QUESTIONS SUR LE TEXTE
1 - Dans le texte sur le métier de documentariste, relevez les ingrédients de la « recette » qui empoisonne la vie des artistes dans l'industrie culturelle.
2 - Indiquez si chacune des affirmations suivantes concorde avec le texte sur le métier de documentariste, en répondant par oui ou par non et en citant les mots décisifs du texte.
(a) Pour Wiseman, la première qualité du documentariste est un sens aigu de l'observation.
(b) Le texte présente le fait de vivre de son art aujourd'hui comme un pari sans risque.
(c) Wiseman rapproche la pratique du cinéma de celle d'un moine.
3 - Poursuivez le texte sur le métier de documentariste et l'attention à partir de sa dernière phrase.

''Documentary filmmaking ruins you for real life because you learn to be extremely attentive.'' 
- Frederick Wiseman
Dans un monde dopé aux stéroïdes, hyperstimulé et impatient, comment prendre le temps d'être attentif sans se ruiner ? C'est la question que nous pose l'illustre documentariste Frederick Wiseman, pour qui la pratique du cinéma s'apparente à celle d'un moine, cloîtré dans la salle de montage ou derrière sa caméra de longues heures durant. Cette exigence de l'attention serait contraire au diktat de la vie quotidienne et de son rythme frénétique calqué sur celui de l'économie. La première qualité du documentariste est ainsi selon Wiseman de savoir entretenir un sens aigü de l'observation. Mais comment cultiver ce sens qui, selon les uns, serait le résultat d'un privilège et selon les autres, un sacrifice qui témoigne de la précarité d'un métier peu valorisé mais passionnant ? Qui a le temps de vraiment observer le monde ?
Au-delà des stéréotypes qui n'aident en rien à comprendre la situation de ceux qu'on appellent de nos jours des travailleurs culturels, c'est peu dire que vivre de son art aujourd'hui est évidemment un pari risqué. Il est fait de multiples compromis et de concessions, usant le corps et l'esprit à la longue. En tant que documentaristes, nous sommes constamment pris entre l'arbre et l'écorce: bien que nous ayons conscience de cette nécessaire et patiente observation pour tirer le meilleur de nos projets, l'exigence d'un résultat rapide qui satisfait des intérêts tierces est le moteur d'une industrie qui répond elle-même à des intérêts encore plus gigantesques. Cadence de production, concurrence et déficit de financement sont les ingrédients d'une recette qui empoisonne depuis déjà longtemps la vie des artistes dans l'industrie culturelle. Alors, que reste-t-il de ce désir de faire de l'art dans un monde qui cherche d'abord à en retirer les bénéfices rentables ? .

LES DONNÉES
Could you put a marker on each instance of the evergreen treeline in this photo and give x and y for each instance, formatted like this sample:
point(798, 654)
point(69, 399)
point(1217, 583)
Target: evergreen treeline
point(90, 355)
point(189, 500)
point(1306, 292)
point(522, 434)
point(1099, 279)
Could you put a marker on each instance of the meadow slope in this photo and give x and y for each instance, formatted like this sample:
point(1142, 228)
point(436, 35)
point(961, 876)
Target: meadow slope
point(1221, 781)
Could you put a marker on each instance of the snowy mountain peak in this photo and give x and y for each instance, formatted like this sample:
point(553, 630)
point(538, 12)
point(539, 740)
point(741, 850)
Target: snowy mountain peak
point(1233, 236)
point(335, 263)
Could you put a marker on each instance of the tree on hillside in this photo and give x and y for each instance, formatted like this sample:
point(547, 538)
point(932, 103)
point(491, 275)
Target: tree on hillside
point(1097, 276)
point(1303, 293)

RÉPONSES AUX CONSIGNES
1 - Cadence de production, concurrence, déficit de financement.

2 -
(a) Oui : « La première qualité du documentariste est ainsi selon Wiseman de savoir entretenir un sens aigü de l'observation ».
(b) Non : « vivre de son art aujourd'hui est évidemment un pari risqué ».
(c) Oui : « la pratique du cinéma s'apparente à celle d'un moine ».

3 -
À cette question aporétique semblant désespérée, Wiseman précise que réaliser un film, c'est d'abord pour lui cet effort, cette tentative de laisser une trace de son existence au sein de la société dans laquelle il vit. Aspiration à la fois simple, claire, semée d'embûches, naïve peut-être, mais qui constitue un excellent point de départ: soi-même. Si personne ne laisse de traces, on ne peut suivre aucun pas.  
Faire de l'art tout en étant détaché de la sphère sociale et des rapports de forces en son sein est chose impossible. Laisser une trace implique donc une forme de lutte, à la fois visible et insondable, qui nous colle intangiblement à la peau. Au coeur de ces tiraillements surgissent des histoires. Ma tâche consiste donc à prendre le temps de les recenser puis à les extraire et à les polir. Il n'existe pas d'histoires vraies: il n'existe que des manières de raconter des histoires vraies. Même le plus attentionné et observateur d'entre tous ne peut échapper à cette fatalité du réel.